#### [Your tasks]
1/ In the Tanzu Observability tile page below, transcribe the passage starting with "VMware Tanzu Application" and going on through "version of the UI.".
2/ Condense the paragraph of the Tanzu Observability tile page that opens with "Watch these videos to get started," keeping its main facts.

#### [Source passage]
______________________________

Set up the Tanzu Observability tile and monitor your environment.

VMware Tanzu Application Service, previously known as Pivotal Cloud Foundry, is a popular platform for building cloud-native applications.

VMware Aria Operations for Applications (formerly known as Tanzu Observability by Wavefront) is a cloud-hosted service for full-featured observability. When you Tanzu Application Service to send data to the Wavefront proxy, you can take advantage of preconfigured dashboards, clone and customize dashboards, and more.

Product Snapshot

Version, Release Date v4.1, May 2022
Compatible Ops Manager versions v2.10 and later
Compatible Tanzu Application Service versions v2.11 and later
IaaS support AWS, Azure, GCP, OpenStack, and vSphere

Videos

Watch these videos to get started. Note that the videos were created in 2022 and some of the information in them might have changed. They also use the 2022 version of the UI.

TAS Monitoring and Alerting



This 60-second video gives an overview of the architecture, installation process, and benefits of the integration for Tanzu Application Service.

You can also watch the video in this playlist here video camera icon.

______________________________

#### [Records provided]
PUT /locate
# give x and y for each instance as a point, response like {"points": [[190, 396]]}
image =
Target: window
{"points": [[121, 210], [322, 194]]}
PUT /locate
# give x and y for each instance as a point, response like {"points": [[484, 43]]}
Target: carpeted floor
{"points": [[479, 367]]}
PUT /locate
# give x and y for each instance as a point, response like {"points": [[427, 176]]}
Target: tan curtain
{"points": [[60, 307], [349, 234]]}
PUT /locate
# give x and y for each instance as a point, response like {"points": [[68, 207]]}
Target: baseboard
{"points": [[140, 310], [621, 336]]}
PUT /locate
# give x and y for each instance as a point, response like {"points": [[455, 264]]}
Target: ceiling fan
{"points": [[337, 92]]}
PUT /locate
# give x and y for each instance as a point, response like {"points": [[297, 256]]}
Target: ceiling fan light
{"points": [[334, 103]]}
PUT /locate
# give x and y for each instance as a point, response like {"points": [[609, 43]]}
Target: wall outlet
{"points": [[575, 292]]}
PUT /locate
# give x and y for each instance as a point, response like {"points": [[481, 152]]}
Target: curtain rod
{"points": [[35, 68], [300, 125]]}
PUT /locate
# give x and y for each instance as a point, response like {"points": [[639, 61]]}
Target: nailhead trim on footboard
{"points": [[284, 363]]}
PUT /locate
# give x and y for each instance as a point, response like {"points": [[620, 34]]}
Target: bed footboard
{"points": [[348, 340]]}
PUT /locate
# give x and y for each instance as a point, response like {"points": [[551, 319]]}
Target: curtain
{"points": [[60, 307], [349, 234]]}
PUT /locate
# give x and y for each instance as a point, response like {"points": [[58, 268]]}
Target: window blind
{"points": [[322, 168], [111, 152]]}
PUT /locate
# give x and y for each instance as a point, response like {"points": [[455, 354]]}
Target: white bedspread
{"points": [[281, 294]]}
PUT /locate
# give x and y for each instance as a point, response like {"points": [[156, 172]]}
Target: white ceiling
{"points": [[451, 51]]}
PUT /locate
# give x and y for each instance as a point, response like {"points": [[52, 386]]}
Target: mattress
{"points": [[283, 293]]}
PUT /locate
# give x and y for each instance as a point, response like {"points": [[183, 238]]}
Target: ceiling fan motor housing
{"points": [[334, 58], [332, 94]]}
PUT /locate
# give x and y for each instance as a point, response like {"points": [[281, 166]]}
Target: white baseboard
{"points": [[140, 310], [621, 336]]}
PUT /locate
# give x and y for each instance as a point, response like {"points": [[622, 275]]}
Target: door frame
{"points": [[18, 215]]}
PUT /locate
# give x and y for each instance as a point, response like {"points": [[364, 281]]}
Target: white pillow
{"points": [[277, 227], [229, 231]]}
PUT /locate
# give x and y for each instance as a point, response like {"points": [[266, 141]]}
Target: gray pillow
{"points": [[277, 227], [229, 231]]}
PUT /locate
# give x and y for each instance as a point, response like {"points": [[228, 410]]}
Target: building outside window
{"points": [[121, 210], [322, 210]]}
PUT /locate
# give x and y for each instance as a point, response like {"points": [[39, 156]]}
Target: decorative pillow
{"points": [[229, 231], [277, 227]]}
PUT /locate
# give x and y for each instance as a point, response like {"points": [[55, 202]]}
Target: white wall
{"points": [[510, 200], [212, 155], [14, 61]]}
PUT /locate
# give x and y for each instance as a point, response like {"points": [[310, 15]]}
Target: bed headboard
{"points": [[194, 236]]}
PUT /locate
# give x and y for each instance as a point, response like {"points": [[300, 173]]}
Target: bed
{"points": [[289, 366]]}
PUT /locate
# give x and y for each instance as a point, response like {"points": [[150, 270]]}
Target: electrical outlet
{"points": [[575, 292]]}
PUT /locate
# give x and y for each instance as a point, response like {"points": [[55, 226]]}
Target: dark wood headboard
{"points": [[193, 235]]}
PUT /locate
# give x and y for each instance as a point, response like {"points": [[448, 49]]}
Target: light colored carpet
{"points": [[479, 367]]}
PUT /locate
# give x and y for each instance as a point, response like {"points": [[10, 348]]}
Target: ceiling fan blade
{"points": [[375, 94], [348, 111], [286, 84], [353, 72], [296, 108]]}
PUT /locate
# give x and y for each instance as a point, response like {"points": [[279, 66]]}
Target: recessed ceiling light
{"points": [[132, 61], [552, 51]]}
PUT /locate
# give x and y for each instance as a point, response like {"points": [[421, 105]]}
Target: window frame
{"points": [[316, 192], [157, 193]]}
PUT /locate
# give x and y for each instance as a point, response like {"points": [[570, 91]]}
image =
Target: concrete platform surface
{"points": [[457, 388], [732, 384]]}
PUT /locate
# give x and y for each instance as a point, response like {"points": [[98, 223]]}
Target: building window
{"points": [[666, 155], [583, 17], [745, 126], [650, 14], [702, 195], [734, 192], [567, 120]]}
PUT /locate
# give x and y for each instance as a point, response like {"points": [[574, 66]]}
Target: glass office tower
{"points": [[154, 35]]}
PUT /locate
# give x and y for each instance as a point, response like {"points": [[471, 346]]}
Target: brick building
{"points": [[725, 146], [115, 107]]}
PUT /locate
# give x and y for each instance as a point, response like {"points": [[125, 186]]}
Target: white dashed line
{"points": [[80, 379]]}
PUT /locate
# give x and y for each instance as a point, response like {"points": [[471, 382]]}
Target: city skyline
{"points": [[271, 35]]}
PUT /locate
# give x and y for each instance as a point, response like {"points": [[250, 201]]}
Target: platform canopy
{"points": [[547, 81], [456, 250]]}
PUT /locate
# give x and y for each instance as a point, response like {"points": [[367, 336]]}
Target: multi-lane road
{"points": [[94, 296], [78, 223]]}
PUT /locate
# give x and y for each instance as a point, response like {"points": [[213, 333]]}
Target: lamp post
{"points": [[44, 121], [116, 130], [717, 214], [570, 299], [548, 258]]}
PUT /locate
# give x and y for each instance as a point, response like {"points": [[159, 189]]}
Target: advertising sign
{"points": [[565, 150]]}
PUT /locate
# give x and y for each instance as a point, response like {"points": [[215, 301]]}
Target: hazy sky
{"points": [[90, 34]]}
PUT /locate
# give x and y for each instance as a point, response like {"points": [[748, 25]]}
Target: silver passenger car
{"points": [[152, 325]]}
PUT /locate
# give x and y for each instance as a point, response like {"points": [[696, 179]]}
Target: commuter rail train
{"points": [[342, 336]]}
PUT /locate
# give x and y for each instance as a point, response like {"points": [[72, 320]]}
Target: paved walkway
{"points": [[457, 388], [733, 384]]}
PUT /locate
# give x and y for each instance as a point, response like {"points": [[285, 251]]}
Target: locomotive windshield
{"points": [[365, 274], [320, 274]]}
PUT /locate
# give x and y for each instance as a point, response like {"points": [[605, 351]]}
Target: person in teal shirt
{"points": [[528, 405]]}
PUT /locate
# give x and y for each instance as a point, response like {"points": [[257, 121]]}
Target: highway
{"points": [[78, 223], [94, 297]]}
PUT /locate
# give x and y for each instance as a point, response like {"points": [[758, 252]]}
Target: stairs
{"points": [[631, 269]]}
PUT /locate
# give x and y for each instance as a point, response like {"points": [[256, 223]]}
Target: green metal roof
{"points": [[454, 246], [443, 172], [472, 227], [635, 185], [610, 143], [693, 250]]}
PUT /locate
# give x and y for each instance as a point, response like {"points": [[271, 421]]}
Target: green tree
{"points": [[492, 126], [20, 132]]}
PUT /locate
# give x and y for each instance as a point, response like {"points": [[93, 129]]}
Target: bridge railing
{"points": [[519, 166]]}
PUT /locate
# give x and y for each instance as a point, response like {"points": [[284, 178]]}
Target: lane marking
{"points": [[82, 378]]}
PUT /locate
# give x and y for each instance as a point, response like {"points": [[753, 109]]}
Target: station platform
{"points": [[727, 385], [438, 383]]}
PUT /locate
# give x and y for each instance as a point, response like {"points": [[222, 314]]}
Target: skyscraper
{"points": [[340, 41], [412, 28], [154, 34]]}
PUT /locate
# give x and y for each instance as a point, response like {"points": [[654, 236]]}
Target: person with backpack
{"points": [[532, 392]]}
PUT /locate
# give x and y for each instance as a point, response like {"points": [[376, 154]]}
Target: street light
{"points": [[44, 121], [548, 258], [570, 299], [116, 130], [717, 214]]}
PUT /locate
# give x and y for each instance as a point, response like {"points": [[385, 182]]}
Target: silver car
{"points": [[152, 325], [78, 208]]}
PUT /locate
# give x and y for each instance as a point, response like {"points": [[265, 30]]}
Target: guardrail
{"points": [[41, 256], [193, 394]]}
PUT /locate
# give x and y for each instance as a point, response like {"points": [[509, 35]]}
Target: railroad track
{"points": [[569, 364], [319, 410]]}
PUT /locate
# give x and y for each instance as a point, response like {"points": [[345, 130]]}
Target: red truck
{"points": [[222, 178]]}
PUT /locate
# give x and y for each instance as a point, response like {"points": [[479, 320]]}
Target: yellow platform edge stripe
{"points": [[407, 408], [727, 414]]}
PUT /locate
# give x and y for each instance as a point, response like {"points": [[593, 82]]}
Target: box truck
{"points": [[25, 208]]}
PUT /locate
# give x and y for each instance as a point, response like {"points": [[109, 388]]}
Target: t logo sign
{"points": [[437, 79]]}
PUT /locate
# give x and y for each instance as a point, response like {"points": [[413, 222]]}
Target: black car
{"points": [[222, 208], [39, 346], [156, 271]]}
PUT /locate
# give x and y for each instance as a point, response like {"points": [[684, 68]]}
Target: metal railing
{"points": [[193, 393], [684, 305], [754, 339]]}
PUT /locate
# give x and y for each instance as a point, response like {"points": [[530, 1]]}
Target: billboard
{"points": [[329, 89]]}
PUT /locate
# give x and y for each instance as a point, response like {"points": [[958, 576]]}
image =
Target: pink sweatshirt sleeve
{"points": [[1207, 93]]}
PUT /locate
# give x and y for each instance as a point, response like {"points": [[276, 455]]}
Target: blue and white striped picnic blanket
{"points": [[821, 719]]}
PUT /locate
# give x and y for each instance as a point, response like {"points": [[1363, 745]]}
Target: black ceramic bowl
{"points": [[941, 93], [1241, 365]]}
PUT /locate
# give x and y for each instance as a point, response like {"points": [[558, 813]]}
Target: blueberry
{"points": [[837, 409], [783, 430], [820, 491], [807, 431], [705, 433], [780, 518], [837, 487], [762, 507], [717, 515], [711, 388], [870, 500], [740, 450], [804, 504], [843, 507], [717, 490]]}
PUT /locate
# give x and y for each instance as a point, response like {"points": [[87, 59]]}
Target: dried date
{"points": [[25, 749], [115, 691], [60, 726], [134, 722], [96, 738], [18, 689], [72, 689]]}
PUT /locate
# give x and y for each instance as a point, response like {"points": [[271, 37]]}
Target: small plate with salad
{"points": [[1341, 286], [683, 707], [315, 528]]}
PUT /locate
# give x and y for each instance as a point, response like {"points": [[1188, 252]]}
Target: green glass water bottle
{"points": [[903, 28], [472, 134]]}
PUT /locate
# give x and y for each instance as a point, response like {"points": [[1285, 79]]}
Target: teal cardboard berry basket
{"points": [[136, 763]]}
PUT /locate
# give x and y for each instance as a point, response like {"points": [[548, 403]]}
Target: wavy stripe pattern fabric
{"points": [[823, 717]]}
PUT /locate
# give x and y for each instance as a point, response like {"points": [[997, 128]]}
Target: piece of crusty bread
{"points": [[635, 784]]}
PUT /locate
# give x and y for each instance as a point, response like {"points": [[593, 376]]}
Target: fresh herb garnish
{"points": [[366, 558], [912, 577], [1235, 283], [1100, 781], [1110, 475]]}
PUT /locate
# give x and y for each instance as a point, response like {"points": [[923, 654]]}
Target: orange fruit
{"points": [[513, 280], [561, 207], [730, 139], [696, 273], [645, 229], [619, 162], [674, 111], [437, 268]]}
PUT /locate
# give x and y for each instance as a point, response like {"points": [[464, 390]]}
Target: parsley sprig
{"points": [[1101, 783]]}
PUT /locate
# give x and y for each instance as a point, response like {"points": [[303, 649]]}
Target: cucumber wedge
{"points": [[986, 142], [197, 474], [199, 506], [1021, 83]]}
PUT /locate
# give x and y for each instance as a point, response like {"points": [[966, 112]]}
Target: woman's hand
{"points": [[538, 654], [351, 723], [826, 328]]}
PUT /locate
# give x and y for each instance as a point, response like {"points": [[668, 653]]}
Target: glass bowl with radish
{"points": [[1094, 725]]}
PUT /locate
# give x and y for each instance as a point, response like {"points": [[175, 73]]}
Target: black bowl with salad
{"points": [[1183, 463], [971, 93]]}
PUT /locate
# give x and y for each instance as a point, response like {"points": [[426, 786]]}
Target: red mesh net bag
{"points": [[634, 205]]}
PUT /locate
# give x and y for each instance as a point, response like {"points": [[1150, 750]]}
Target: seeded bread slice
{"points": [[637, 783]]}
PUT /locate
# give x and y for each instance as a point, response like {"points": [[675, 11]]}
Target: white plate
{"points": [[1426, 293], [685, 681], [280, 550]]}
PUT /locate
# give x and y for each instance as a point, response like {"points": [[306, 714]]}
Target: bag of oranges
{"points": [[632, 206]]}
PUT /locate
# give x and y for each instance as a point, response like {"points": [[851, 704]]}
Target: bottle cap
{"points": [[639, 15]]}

______________________________

#### [Solved tasks]
1/
VMware Tanzu Application Service, previously known as Pivotal Cloud Foundry, is a popular platform for building cloud-native applications.

VMware Aria Operations for Applications (formerly known as Tanzu Observability by Wavefront) is a cloud-hosted service for full-featured observability. When you Tanzu Application Service to send data to the Wavefront proxy, you can take advantage of preconfigured dashboards, clone and customize dashboards, and more.

Product Snapshot

Version, Release Date v4.1, May 2022
Compatible Ops Manager versions v2.10 and later
Compatible Tanzu Application Service versions v2.11 and later
IaaS support AWS, Azure, GCP, OpenStack, and vSphere

Videos

Watch these videos to get started. Note that the videos were created in 2022 and some of the information in them might have changed. They also use the 2022 version of the UI.

2/ Watch these videos to get started. They were made in 2022 and show that year's UI, so some information may be out of date.